What you return must be the lines from the first one below through the one containing "95L171 98L156 108L145", exactly and with pictures excluded.

Collected data:
—————

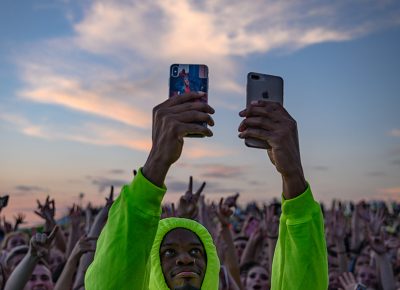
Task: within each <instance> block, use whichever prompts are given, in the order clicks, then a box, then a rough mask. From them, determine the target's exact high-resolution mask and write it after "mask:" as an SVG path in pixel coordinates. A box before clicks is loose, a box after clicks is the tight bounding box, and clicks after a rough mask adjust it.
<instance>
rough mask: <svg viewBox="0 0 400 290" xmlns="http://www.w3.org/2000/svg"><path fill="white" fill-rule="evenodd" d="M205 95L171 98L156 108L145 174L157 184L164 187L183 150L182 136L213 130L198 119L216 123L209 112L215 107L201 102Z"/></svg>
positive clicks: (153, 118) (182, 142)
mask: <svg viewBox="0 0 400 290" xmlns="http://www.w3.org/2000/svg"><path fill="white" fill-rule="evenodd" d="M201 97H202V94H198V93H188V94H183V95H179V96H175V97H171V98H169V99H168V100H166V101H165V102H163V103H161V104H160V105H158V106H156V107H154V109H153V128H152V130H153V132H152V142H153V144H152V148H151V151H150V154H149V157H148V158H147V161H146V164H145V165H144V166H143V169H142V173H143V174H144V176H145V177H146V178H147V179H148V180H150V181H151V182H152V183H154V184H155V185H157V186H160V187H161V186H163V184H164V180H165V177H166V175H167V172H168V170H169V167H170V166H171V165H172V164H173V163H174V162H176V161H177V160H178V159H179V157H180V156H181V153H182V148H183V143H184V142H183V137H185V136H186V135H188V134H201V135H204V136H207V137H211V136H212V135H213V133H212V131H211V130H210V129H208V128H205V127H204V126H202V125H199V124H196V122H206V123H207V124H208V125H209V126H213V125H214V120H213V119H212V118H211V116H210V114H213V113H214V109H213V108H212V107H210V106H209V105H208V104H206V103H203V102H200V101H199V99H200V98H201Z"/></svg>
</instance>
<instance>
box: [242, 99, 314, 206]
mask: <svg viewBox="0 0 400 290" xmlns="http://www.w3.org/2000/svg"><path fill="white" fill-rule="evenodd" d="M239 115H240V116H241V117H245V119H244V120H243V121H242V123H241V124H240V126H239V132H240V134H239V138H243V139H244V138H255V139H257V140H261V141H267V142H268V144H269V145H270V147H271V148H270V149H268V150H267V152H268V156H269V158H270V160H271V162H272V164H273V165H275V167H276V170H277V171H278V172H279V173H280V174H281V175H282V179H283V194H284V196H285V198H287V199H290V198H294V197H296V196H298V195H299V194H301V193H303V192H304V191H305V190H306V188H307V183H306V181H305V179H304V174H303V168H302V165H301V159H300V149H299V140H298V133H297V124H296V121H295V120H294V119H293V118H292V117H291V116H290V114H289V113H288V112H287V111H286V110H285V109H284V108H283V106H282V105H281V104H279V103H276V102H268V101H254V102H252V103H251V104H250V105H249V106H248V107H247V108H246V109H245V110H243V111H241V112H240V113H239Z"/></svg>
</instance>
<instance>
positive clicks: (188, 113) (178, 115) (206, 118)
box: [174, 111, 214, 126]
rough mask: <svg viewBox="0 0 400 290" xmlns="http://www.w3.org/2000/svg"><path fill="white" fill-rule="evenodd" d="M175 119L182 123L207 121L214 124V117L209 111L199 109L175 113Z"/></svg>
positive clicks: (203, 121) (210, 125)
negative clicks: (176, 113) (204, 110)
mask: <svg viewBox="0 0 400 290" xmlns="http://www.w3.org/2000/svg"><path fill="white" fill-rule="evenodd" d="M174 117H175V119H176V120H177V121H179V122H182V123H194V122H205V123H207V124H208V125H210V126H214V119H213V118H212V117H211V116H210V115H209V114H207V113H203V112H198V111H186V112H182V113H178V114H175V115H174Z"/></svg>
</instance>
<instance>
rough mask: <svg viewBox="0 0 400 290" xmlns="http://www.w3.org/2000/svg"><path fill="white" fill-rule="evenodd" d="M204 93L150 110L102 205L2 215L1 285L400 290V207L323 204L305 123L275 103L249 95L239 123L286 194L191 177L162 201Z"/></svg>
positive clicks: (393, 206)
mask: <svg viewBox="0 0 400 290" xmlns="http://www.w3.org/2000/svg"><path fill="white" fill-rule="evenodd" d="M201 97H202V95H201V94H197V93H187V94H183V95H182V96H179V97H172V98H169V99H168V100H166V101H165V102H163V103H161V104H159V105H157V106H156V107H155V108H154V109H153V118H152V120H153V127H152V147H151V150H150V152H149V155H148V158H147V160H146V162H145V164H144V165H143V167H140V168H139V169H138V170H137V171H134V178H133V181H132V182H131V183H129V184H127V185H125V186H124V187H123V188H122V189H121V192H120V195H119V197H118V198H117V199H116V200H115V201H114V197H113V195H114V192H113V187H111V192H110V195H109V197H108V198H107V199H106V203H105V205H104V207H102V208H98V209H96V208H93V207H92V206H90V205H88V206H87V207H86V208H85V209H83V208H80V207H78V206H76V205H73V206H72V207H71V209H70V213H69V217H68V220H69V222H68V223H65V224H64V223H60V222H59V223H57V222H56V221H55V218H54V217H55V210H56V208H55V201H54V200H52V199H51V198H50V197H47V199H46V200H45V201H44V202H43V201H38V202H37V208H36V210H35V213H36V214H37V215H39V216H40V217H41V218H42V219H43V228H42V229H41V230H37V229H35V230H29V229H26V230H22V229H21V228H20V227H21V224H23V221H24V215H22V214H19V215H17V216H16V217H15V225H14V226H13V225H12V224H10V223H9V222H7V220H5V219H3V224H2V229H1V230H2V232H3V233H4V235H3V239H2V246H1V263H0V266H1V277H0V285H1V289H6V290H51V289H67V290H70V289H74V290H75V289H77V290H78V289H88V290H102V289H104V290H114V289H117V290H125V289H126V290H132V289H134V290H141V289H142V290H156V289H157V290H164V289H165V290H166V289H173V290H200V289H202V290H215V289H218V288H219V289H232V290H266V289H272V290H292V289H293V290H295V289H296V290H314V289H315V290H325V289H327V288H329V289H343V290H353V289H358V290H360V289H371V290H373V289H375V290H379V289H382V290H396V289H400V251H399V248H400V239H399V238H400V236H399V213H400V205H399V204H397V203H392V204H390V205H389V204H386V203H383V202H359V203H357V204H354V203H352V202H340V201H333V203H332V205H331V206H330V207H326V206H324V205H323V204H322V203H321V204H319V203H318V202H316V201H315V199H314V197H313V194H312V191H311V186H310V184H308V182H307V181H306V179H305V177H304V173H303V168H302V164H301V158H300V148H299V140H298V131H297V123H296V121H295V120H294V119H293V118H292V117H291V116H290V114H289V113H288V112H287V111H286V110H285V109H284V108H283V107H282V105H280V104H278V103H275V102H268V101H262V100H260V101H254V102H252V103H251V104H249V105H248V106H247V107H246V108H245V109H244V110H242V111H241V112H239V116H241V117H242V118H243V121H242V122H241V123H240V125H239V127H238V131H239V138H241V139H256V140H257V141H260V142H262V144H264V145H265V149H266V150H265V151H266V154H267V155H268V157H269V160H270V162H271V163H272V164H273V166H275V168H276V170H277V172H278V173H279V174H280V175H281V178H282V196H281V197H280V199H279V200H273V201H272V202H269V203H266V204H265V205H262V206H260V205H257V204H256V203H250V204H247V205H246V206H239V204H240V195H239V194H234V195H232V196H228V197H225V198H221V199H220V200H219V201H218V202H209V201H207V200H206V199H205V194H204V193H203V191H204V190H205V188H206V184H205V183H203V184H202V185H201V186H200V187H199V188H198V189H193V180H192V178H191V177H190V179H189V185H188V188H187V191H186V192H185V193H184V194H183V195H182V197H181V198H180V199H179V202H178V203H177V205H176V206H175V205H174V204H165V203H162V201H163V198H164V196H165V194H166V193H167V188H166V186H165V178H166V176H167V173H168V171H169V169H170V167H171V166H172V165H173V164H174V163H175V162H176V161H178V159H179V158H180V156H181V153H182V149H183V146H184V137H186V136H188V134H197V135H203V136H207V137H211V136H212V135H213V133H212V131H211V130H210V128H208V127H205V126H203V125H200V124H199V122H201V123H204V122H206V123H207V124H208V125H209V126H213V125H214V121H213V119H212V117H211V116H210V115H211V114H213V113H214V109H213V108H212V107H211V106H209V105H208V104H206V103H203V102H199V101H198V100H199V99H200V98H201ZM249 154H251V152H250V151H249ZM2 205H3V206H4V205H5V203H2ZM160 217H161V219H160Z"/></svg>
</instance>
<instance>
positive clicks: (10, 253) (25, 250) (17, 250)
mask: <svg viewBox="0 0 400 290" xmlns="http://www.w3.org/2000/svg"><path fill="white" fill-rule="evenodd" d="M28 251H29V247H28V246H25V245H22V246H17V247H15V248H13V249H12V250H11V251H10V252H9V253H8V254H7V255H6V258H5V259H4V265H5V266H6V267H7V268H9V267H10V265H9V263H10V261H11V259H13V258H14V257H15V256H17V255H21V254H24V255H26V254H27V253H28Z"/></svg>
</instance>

—————

### [Written answer]
Task: within each <instance> block, use whichever prompts are given, in the order clicks, then a box, then a rough mask. From them, determine the target's exact high-resolution mask and write it after "mask:" as an SVG path in pixel coordinates. A box before clicks is loose, a box after clicks is the tight bounding box, and clicks after a rough mask adjust it.
<instance>
rough mask: <svg viewBox="0 0 400 290" xmlns="http://www.w3.org/2000/svg"><path fill="white" fill-rule="evenodd" d="M205 95L171 98L156 108L145 174L157 184L164 187L183 150L182 136L213 130L198 119L216 123L209 112L215 107L201 102Z"/></svg>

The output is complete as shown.